#### PROBLEM TO WORK ON:
Lines in which "Category" appears should be pulled from the data below.

#### Entries taken from a collection:
####

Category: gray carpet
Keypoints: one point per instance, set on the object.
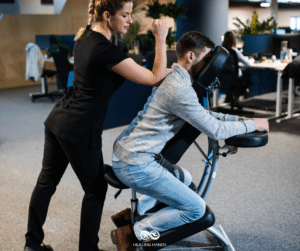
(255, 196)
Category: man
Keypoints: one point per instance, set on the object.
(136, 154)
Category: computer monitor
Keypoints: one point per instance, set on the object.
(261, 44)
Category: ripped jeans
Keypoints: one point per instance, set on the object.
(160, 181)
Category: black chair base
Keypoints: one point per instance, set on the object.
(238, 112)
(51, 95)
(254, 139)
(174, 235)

####

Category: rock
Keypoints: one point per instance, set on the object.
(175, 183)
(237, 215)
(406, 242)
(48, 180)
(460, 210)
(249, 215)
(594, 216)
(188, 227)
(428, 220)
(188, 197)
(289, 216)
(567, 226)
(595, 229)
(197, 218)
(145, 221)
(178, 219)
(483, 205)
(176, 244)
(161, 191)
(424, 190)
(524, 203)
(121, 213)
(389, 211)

####

#### ANSWER TO THE EXERCISE:
Category: gray carpet
Category: man
Category: computer monitor
Category: ripped jeans
Category: black chair base
Category: rock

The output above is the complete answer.